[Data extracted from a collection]
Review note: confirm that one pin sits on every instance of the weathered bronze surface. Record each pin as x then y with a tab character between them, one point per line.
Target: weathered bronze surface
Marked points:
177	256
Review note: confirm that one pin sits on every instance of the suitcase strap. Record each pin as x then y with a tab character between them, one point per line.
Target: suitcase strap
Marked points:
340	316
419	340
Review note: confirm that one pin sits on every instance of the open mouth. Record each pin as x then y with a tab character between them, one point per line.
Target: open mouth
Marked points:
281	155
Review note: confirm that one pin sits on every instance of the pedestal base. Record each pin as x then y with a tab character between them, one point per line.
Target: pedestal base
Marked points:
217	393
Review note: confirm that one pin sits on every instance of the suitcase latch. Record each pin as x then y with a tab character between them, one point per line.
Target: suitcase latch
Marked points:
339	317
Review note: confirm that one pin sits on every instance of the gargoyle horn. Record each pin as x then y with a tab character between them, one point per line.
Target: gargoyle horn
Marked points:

§ **Exercise prompt**
Search the records above for "open". Copy each line where it is found.

§ **Task response**
Review note: confirm that one pin sits on every instance of the open mouth. Record each pin as x then y with a tab character between them, one point per line.
Target: open mouth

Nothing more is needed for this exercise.